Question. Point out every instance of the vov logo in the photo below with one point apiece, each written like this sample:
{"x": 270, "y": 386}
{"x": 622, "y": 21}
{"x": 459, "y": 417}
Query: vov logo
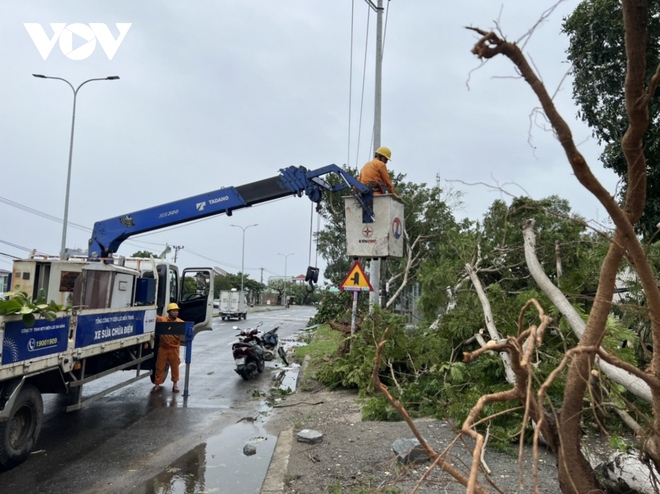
{"x": 90, "y": 33}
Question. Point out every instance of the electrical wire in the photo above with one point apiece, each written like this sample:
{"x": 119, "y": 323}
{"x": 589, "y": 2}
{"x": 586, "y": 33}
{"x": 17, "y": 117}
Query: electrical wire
{"x": 364, "y": 76}
{"x": 350, "y": 84}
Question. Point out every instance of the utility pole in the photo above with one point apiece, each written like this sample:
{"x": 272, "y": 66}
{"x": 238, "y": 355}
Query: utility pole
{"x": 374, "y": 265}
{"x": 176, "y": 248}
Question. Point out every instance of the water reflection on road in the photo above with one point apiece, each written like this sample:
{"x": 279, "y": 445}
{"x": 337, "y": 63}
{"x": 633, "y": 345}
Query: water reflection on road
{"x": 219, "y": 465}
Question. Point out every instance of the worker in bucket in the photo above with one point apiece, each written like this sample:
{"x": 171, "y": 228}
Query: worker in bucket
{"x": 168, "y": 351}
{"x": 374, "y": 174}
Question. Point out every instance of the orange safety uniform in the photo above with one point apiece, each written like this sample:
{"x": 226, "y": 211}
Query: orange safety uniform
{"x": 374, "y": 172}
{"x": 168, "y": 351}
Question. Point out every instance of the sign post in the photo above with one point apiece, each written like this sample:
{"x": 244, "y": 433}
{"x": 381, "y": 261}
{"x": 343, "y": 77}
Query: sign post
{"x": 356, "y": 281}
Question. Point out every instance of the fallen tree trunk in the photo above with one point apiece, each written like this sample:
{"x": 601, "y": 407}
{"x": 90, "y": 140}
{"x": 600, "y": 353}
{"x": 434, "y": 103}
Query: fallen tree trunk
{"x": 632, "y": 383}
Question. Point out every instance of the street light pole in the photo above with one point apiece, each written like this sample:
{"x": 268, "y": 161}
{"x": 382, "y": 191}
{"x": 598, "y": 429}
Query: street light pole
{"x": 243, "y": 250}
{"x": 285, "y": 259}
{"x": 68, "y": 174}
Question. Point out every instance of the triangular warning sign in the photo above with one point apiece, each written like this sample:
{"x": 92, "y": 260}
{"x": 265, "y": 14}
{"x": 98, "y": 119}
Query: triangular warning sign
{"x": 356, "y": 280}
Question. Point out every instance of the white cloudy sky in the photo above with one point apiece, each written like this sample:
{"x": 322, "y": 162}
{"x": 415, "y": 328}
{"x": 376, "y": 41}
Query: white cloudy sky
{"x": 225, "y": 92}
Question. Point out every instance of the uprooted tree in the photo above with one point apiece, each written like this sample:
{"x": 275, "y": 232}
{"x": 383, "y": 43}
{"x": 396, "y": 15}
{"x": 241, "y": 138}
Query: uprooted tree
{"x": 561, "y": 426}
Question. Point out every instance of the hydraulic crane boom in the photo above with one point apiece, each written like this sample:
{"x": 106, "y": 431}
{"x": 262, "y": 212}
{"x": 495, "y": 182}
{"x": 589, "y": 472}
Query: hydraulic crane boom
{"x": 108, "y": 234}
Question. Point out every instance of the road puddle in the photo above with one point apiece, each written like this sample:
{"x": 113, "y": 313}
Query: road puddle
{"x": 227, "y": 462}
{"x": 220, "y": 465}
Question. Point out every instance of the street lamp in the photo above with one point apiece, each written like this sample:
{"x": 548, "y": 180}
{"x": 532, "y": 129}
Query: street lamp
{"x": 285, "y": 258}
{"x": 68, "y": 175}
{"x": 243, "y": 250}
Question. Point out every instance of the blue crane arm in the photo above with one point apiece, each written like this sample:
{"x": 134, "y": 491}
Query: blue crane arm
{"x": 108, "y": 234}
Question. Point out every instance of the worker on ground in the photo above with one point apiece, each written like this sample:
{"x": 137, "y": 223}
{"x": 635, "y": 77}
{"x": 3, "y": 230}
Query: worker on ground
{"x": 375, "y": 175}
{"x": 168, "y": 351}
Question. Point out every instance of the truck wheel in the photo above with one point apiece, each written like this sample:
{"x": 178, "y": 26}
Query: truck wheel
{"x": 19, "y": 434}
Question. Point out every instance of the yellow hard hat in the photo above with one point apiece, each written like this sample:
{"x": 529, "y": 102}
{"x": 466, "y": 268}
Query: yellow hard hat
{"x": 383, "y": 151}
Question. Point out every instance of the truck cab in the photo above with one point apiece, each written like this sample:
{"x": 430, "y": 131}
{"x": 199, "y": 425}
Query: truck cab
{"x": 106, "y": 325}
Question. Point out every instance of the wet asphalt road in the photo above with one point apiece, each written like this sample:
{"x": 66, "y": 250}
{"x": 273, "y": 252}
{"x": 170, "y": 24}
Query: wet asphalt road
{"x": 132, "y": 441}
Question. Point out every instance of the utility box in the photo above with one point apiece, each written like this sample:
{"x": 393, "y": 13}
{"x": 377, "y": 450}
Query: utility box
{"x": 383, "y": 237}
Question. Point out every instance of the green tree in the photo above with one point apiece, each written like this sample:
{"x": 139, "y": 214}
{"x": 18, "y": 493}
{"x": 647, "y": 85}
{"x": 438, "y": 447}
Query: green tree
{"x": 598, "y": 58}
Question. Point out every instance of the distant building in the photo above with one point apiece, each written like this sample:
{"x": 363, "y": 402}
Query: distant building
{"x": 219, "y": 271}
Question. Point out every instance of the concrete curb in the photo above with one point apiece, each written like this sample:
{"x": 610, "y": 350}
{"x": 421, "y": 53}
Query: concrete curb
{"x": 279, "y": 462}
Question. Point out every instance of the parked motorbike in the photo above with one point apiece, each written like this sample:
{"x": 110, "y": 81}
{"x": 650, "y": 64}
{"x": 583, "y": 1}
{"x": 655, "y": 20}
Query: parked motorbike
{"x": 248, "y": 353}
{"x": 272, "y": 348}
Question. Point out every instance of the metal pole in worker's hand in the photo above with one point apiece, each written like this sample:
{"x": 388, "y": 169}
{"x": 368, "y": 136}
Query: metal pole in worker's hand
{"x": 189, "y": 337}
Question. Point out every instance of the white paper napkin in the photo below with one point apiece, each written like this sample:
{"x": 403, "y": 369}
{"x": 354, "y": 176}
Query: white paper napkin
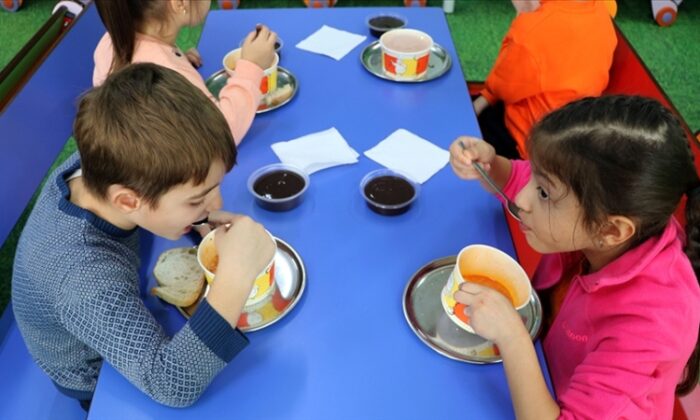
{"x": 331, "y": 42}
{"x": 316, "y": 151}
{"x": 405, "y": 152}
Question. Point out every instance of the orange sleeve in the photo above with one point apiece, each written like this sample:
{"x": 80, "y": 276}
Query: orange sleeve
{"x": 514, "y": 76}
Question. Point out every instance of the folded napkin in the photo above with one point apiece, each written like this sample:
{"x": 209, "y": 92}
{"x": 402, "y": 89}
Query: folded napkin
{"x": 316, "y": 151}
{"x": 405, "y": 152}
{"x": 331, "y": 42}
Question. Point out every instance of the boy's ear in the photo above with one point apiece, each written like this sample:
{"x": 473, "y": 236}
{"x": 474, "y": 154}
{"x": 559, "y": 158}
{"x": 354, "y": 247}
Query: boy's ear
{"x": 124, "y": 199}
{"x": 617, "y": 230}
{"x": 177, "y": 7}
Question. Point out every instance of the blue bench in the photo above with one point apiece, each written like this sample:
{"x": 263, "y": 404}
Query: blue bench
{"x": 25, "y": 391}
{"x": 35, "y": 125}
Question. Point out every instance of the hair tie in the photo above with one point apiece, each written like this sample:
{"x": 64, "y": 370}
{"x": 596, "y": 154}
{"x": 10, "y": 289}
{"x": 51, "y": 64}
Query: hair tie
{"x": 693, "y": 193}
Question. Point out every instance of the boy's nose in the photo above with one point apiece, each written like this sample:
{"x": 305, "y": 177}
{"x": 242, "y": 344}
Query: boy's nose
{"x": 216, "y": 203}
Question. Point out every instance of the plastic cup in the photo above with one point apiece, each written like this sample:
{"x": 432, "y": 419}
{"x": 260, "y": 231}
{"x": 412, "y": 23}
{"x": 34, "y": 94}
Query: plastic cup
{"x": 208, "y": 260}
{"x": 269, "y": 80}
{"x": 490, "y": 267}
{"x": 405, "y": 53}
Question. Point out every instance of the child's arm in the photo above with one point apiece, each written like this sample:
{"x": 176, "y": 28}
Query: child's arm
{"x": 245, "y": 249}
{"x": 239, "y": 99}
{"x": 107, "y": 314}
{"x": 480, "y": 103}
{"x": 492, "y": 316}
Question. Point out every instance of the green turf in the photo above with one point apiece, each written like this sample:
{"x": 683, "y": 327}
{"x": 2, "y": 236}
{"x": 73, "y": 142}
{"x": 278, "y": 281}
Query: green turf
{"x": 477, "y": 26}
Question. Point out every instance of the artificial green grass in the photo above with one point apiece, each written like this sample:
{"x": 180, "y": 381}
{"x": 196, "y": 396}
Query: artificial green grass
{"x": 477, "y": 27}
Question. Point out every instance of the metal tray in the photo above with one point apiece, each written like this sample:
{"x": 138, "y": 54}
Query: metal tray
{"x": 439, "y": 63}
{"x": 427, "y": 318}
{"x": 290, "y": 282}
{"x": 217, "y": 81}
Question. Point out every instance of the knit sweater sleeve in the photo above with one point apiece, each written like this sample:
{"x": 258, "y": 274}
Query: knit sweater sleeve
{"x": 104, "y": 310}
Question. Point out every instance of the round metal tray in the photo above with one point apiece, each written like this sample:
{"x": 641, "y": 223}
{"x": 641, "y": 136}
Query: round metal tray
{"x": 427, "y": 318}
{"x": 439, "y": 63}
{"x": 290, "y": 281}
{"x": 285, "y": 78}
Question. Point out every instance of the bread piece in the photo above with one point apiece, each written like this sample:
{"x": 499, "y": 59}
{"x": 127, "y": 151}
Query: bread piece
{"x": 179, "y": 277}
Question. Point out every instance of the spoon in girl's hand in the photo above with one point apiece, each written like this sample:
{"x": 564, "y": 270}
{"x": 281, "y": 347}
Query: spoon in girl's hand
{"x": 513, "y": 209}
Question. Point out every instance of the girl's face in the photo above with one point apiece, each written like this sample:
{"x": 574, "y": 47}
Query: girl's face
{"x": 551, "y": 216}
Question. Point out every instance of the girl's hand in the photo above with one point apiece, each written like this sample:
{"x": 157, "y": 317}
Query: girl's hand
{"x": 465, "y": 150}
{"x": 491, "y": 314}
{"x": 194, "y": 58}
{"x": 259, "y": 47}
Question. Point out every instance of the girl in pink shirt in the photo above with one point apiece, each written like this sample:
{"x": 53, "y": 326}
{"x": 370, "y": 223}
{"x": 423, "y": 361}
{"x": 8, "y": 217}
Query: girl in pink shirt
{"x": 597, "y": 198}
{"x": 145, "y": 31}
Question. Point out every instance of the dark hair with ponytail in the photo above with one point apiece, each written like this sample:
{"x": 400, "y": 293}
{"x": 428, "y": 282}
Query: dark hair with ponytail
{"x": 625, "y": 155}
{"x": 123, "y": 19}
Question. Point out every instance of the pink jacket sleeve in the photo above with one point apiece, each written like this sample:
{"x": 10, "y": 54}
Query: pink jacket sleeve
{"x": 239, "y": 99}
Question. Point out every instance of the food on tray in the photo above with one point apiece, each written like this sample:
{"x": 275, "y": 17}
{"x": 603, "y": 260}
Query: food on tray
{"x": 277, "y": 96}
{"x": 179, "y": 277}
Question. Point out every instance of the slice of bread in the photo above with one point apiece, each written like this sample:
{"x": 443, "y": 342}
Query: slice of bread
{"x": 179, "y": 277}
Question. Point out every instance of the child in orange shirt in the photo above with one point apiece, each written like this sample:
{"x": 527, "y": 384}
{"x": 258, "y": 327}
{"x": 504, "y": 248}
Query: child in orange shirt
{"x": 554, "y": 52}
{"x": 145, "y": 31}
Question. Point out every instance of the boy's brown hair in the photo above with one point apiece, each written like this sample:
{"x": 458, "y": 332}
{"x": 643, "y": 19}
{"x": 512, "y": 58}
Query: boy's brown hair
{"x": 149, "y": 129}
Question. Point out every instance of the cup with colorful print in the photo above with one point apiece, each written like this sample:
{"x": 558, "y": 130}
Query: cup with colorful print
{"x": 489, "y": 267}
{"x": 208, "y": 259}
{"x": 405, "y": 53}
{"x": 269, "y": 80}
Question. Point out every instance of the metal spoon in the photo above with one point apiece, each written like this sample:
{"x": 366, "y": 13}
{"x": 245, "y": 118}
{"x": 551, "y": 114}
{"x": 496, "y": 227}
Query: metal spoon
{"x": 513, "y": 209}
{"x": 202, "y": 222}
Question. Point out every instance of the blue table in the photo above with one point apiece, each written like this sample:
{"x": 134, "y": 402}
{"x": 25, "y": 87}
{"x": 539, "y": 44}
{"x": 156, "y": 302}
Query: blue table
{"x": 346, "y": 350}
{"x": 36, "y": 124}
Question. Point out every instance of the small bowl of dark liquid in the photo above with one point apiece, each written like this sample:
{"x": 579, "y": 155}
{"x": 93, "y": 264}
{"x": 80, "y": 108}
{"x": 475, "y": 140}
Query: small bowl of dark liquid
{"x": 378, "y": 24}
{"x": 388, "y": 192}
{"x": 278, "y": 187}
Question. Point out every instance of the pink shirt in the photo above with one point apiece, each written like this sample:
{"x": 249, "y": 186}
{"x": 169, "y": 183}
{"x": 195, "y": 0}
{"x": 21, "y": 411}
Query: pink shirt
{"x": 238, "y": 100}
{"x": 623, "y": 334}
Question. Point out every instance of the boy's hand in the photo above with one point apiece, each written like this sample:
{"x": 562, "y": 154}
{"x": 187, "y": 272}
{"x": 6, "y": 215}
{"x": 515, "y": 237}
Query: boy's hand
{"x": 194, "y": 58}
{"x": 259, "y": 47}
{"x": 464, "y": 151}
{"x": 244, "y": 249}
{"x": 491, "y": 314}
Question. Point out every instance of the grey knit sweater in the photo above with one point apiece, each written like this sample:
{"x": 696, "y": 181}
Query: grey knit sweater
{"x": 75, "y": 294}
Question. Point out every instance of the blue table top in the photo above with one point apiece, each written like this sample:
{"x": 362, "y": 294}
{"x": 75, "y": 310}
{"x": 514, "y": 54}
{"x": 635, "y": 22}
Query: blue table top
{"x": 36, "y": 124}
{"x": 346, "y": 350}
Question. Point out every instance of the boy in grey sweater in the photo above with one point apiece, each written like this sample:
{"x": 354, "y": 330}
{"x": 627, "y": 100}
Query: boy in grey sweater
{"x": 152, "y": 151}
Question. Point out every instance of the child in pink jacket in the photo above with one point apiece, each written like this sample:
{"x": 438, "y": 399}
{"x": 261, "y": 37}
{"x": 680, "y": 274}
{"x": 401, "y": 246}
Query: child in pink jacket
{"x": 597, "y": 198}
{"x": 145, "y": 31}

**Stated task:** Repeat exactly, and only, the lines of the records above, starting with the line that contains "Question. Point out every instance of the boy's hand" and ending with the final line, both included.

**Task response:**
Question. Point out every instance of the boy's hand in the photo above with one point apiece, each written like this sample:
{"x": 562, "y": 154}
{"x": 187, "y": 272}
{"x": 6, "y": 215}
{"x": 515, "y": 237}
Query: boy's hand
{"x": 194, "y": 58}
{"x": 259, "y": 47}
{"x": 464, "y": 151}
{"x": 244, "y": 249}
{"x": 491, "y": 314}
Question. Point out every instance of the grey knit sweater in the photo above with one point apiece, each written like this sample:
{"x": 696, "y": 181}
Query: grey knit sweater
{"x": 75, "y": 294}
Question. Point out every instance of the blue table top in the photo above with one point apiece, each written like this sample:
{"x": 362, "y": 294}
{"x": 75, "y": 310}
{"x": 514, "y": 54}
{"x": 635, "y": 22}
Query: blue table top
{"x": 36, "y": 124}
{"x": 346, "y": 350}
Question. Point out every instance of the boy in grey sweater in the photo above with one point apiece, each written like this sample:
{"x": 354, "y": 330}
{"x": 627, "y": 100}
Query: boy in grey sweater
{"x": 152, "y": 151}
Question. Point out every instance of the child in pink jacket in the photo above with one point apiece, each written like this sample:
{"x": 438, "y": 399}
{"x": 261, "y": 37}
{"x": 680, "y": 274}
{"x": 401, "y": 246}
Query: child in pink jacket
{"x": 597, "y": 198}
{"x": 145, "y": 31}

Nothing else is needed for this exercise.